Selected text:
>>>>
November 7, 2009

Whispering Pines

In the 1980s we considered buying one of several available houses in a former resort community of pre-turn of the century homes. They were simple and hardly outfitted with modern electricity. There was one bare bulb hanging from the center of the room with a pull chain to turn it on and off; you could see the electrical conduit running over the plaster to reach it. No switches existed on the walls. You had a kitchen with space to eat, a parlor or living room, a couple bedrooms and a single bathroom. All were painted white or pale green, chipped and peeling underneath the newest coat.


The old home was not really neglected, just never remodeled as if it was content without outlets on every wall, appliances filling the kitchen and fancy fixtures in each room. It could provide light at night, a roof over your head and a place to cook and eat your food.


What an act of defiance to find the homes intact and present together, almost as if they had collaborated daring anyone to modernize, saying, “We have been here for almost a century and do not require changes to be viable; we need not take on the accessories of modernity to be worthy or useful.”

November 4, 2009

We Should Have Taken Better Care of Him

Paul Laurence Dunbar and Byron Herbert Reece - two poets who both died young, suffered with tuberculosis and struggled to achieve time for their craft with so much of their energy necessarily spent simply earning money to live.

Today I recognized the similarity while reading a short biography of Dunbar. Occasionally you will hear someone say, "If you could sit down and talk with anyone from the past who would you choose?" I want to speak with Paul Laurence Dunbar; better yet, I want to meet with him and James Weldon Johnson together (they were friends). I would love to be a fly on the wall while they conversed.

It is said verse literally flowed from Dunbar. He wrote:

"I do not believe that a young man, whose soul is turbulent with a message which should be given to the world through the pulpit or the press, should shut his mouth and shoe horses."

How many messages from Reece and Dunbar and so many others have gone unheard? I like to think a time will come when the import of unspoken yearnings and unfulfilled achievements will be realized.

Many are familiar with Maya Angelou's autobiography, I Know Why the Caged Bird Sings. This is the full poem the title comes from, written by Dunbar entitled, "Sympathy."

I am grateful he chose to speak the turbulence of his soul though he died at the age of thirty-three. We should have taken better care of him.

November 1, 2009

Spark in a Dying Fire

Reflections on “Frost at Midnight”


If only we could be free, as ash floating from the embers.
No restraints, no responsibilities; no schedules or accountability.
<<<<
Data segment:
>>>>
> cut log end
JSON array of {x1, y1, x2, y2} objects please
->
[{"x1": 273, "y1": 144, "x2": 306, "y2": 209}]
<<<<
What to work on:
1. Summarize the blog posts in three sentences.
2. Reproduce the blog posts starting at "I am grateful" and ending at "from the embers.".
3. In the blog posts, what is the title of the Dunbar poem from which Maya Angelou's autobiography takes its title?
The listing is separate material and has no connection to the blog posts.

Full solutions:
1. One post recalls simple old homes in a former resort community that had never been remodeled, with bare bulbs and no wall switches, and admires them for standing unchanged. Another post compares the poets Paul Laurence Dunbar and Byron Herbert Reece, who both died young, suffered from tuberculosis, and struggled to find time for their craft. The author also expresses a wish to meet Dunbar, who died at thirty-three, and the final post opens a reflection on "Frost at Midnight" with a longing to be free as ash floating from embers.

2.
I am grateful he chose to speak the turbulence of his soul though he died at the age of thirty-three. We should have taken better care of him.

November 1, 2009

Spark in a Dying Fire

Reflections on “Frost at Midnight”


If only we could be free, as ash floating from the embers.

3. "Sympathy."